### Provided text
On the 22nd February, we gathered for the first of ten Grow Your Own workshops of 2020. Led by Kai Lange, a grower and biodynamic educator, the aim of each session is to attend to the seasonal needs of the garden and to learn by doing.
The February session was all about planning and pruning. After introductions, Kai spoke about plant connections: links between roots, stems and leaves as well as with subterranean communities in the soil and above ground communities on the ground and in the atmosphere.
Kai highlighted the biodynamic approach: that is centred around working from the heart and work that gives us inner as well as outer energy.
Plants as messengers
We covered some basics of site choice including topography, climate, plant life. Plants growing can tell us a lot about the character of the site - including soil life and water and light availability. For example, Equisteum, Docks and Thistle can indicate anaerobic activity. Through their growth habit, including their tap roots, they can help to bring light and air to the site.

### Supplied information

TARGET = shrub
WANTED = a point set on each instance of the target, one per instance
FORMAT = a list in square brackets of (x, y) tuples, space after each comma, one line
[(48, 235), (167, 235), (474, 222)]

### Exercise set
(a) In the workshop report, what was the focus of the February session?
(b) According to the workshop report, why can docks and thistle be useful to a site? Answer in one to three sentences.
The listing has no connection to the workshop report.

### Responses per task
(a) Planning and pruning.

(b) Docks and thistle can indicate anaerobic activity in the soil. Through their growth habit, including their tap roots, they help to bring light and air to the site.